In general, in my opinion, the submitted paper after some corrections should be resubmitted to another journal. The obtained SCAPS simulation results must be supported by experimental realization for publication in Nanomaterials.   

Author Response

Dear Myrilla Xiao,

We are very thankful for your time and consideration. We modified our manuscript according to the reviewer’s comments and suggestions.

Comments and Suggestions for Authors

The submitted paper “Guidelines for fabricating highly efficient perovskite solar cells with Cu2O as the hole transport material” by S. Sajid, S. Alzahmi, I. Ben Salem, I.M. Obaidat is devoted to simulations of photovoltaic properties of solar cell structures based on MAPbI3Br films employing SCAPS code. The SCAPS code is based on numerical solution of Poisson and continuity equations for 1D stack of materials and is widely used for simulations of solar cell structures (a proper reference to the developers would be expected in the text). The authors performed a series of calculations using different input parameters within the functionality provided by the code. The input parameters for bulk materials and for the interface regions with interface-induced electronic states were taken basically from previous works. In my opinion the title is too pretentious. In fact the authors have just checked that the set of parameters of Cu2O (tables 1 and 2; part of parameters are obviously difficult to measure and control experimentally and a high dispersion can be expected) is prospective for obtaining high PCE (25.2 %) in solar cells. It could be said that a “guideline“is provided if the ways to control the parameters during growth of the structure were found and reported (for example, how to control the electron affinity of Cu2O). The obtained results expectedly qualitatively confirm that contacts with low barriers for holes at HTM side and for electrons at ETM side or high carrier mobility promote the high efficiency of solar cell structure. The text contains several misprints:

  1. “Valance” in lines 256 and 258 should be changed to “valence”;
  2. “Deices” in line 112 should be changed to “devices”.

▶ [Study material]
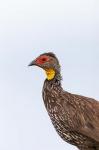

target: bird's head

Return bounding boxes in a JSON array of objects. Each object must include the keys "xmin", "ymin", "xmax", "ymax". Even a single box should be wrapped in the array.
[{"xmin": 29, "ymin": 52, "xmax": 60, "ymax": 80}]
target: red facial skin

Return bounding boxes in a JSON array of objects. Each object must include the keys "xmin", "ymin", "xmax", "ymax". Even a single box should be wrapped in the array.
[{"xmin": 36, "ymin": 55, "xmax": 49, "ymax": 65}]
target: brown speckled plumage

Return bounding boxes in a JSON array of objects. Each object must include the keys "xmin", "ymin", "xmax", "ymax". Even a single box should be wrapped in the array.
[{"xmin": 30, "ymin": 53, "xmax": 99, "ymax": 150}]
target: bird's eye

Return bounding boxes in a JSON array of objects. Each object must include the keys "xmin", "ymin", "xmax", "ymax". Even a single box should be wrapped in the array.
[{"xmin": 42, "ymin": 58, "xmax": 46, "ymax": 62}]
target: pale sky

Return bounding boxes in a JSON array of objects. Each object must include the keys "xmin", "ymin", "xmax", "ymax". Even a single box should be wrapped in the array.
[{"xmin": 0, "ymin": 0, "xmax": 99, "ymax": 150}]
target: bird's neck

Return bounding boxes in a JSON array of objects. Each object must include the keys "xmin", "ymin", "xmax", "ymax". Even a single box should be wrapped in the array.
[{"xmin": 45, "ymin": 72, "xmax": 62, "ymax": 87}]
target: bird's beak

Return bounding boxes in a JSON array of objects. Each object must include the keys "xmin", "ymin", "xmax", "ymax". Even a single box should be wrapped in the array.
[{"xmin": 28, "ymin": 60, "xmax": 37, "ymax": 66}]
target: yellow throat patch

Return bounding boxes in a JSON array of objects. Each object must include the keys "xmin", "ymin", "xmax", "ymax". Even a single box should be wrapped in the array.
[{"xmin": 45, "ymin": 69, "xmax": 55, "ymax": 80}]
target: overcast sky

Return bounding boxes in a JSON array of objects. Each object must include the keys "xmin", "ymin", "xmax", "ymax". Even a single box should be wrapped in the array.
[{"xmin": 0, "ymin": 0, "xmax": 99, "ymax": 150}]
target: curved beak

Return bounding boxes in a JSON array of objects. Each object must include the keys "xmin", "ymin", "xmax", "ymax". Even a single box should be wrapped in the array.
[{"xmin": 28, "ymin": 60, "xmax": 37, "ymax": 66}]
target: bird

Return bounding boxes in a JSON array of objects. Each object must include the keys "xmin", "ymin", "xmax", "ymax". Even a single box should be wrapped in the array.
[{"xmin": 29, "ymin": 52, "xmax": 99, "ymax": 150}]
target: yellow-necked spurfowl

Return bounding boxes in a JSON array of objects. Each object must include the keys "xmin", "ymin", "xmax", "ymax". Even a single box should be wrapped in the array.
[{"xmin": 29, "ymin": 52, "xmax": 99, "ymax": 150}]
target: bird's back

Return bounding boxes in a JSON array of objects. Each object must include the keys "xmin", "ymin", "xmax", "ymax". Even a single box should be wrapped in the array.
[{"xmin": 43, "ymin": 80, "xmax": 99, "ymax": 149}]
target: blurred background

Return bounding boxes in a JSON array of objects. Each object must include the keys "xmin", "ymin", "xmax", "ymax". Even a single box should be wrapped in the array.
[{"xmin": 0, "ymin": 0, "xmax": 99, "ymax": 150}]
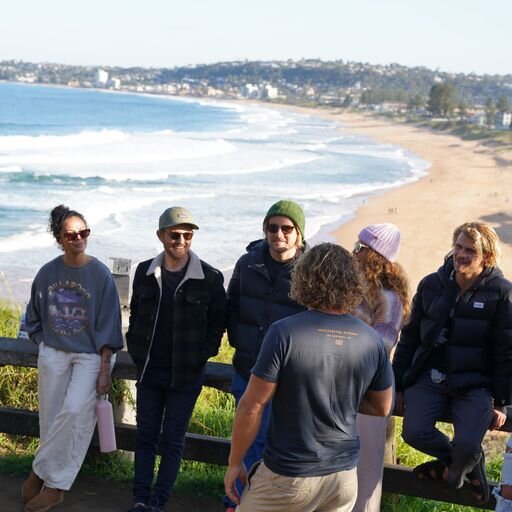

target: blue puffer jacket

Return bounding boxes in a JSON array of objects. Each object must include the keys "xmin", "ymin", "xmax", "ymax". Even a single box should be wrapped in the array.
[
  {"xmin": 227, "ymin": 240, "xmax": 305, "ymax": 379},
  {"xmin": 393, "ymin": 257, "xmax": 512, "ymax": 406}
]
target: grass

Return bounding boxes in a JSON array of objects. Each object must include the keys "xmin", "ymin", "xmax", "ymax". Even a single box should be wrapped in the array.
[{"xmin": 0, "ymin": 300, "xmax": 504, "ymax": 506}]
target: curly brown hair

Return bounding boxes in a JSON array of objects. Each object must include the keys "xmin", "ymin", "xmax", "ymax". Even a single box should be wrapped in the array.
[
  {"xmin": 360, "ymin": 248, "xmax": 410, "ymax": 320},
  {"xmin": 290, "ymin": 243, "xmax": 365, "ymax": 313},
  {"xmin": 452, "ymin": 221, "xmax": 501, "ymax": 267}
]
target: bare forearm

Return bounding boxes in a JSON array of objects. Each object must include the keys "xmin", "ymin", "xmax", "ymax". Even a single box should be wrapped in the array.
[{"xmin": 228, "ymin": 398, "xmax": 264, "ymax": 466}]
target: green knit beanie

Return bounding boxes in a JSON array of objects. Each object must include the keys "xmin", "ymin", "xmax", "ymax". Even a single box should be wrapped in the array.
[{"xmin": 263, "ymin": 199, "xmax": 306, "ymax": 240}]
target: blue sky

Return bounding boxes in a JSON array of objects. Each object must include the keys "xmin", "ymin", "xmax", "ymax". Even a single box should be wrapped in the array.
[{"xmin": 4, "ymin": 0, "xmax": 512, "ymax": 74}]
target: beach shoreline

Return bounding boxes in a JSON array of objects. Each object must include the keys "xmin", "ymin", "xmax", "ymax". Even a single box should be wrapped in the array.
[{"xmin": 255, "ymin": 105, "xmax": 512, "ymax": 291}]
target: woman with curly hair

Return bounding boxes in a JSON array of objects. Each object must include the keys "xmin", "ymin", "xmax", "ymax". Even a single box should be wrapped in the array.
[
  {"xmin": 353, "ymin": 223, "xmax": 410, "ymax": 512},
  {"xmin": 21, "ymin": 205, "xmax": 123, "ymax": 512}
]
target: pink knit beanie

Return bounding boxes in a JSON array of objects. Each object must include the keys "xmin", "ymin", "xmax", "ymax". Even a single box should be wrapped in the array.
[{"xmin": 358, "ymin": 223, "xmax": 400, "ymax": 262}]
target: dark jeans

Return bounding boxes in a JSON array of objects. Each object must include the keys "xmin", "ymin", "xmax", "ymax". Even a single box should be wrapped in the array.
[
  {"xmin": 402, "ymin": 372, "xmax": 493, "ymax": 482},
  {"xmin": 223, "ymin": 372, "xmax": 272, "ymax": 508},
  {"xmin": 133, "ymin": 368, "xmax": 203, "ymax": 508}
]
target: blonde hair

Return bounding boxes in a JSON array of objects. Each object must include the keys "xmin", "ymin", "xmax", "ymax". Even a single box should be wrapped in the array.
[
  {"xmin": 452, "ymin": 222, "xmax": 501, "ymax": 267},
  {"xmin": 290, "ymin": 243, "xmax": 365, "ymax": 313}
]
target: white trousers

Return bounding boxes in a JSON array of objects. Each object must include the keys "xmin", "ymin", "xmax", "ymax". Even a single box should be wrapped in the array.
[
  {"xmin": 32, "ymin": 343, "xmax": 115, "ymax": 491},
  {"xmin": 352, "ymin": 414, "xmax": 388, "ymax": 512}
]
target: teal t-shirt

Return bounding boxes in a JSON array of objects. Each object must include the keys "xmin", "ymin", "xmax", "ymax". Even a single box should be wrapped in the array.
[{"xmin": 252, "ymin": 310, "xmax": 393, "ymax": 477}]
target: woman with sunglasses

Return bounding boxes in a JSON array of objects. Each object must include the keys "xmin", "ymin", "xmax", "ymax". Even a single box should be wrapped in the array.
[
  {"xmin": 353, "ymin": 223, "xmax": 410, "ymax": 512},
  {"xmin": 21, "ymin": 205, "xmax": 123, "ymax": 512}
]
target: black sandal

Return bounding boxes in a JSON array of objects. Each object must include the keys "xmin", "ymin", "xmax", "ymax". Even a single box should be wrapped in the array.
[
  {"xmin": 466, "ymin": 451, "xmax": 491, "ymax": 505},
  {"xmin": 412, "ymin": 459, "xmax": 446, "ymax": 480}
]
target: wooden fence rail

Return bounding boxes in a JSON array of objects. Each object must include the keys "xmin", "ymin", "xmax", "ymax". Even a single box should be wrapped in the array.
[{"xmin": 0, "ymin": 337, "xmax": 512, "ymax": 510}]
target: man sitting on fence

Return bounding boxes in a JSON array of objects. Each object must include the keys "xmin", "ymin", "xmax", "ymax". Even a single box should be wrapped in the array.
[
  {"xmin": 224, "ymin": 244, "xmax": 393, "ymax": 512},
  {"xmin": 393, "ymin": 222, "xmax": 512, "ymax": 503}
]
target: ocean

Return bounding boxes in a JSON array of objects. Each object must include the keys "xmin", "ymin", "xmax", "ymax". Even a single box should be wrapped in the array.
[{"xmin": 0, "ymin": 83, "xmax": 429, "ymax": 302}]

▶ [Questions to answer]
1) In the peer review of the perovskite solar cell paper, what power conversion efficiency does the reviewer say the authors found possible with their set of Cu2O parameters?
2) Using the reasons given in the peer review of the perovskite solar cell paper, explain why the reviewer calls the paper's title too pretentious. Answer in one to three sentences.
3) Pick up the peer review of the perovskite solar cell paper after its last sentence and continue it.

▶ [Numbered responses]
1) 25.2%

2) The reviewer says the authors only checked that one set of Cu2O parameters could give a high PCE of 25.2%, and some of those parameters are hard to measure and control in experiments. The paper could claim to give a "guideline" only if it found and reported ways to control these parameters while the structure is grown, such as the electron affinity of Cu2O.

3)
Also the quality/resolution of the pictures is too low.

In general, in my opinion, the submitted paper after some corrections should be resubmitted to another journal. The obtained SCAPS simulation results must be supported by experimental realization for publication in Nanomaterials. 

Reply: We are very thankful for your valuable comments. The references of the developer are provided in the revised manuscript on page 2, line 83 and 84. The Cu2O shown convincing performance in PSCs (as cited in, https://doi.org/10.1002/advs.201801169, https://doi.org/10.1002/cssc.201901430), which can be further improved by altering its electrical characteristics. Therefore, our manuscript offers a few potential approaches that can be used to determine which parameters affect the performance of the devices and can be used to enhance the PCEs of the standard PSCs based on inorganic HTMs without conducting a lot of experiments that would be a waste of time, money, and energy. The word “valance” is changed to “valence” and “deices” to “devices” in the revised manuscript, as can be seen on page 9, line 250 and page 3, line 118. In addition, the figures are provided in high-quality in the revised manuscript. The revised manuscript, in our opinion, will be a valuable addition to the nanomaterials. Once again thank you so much for your time and consideration.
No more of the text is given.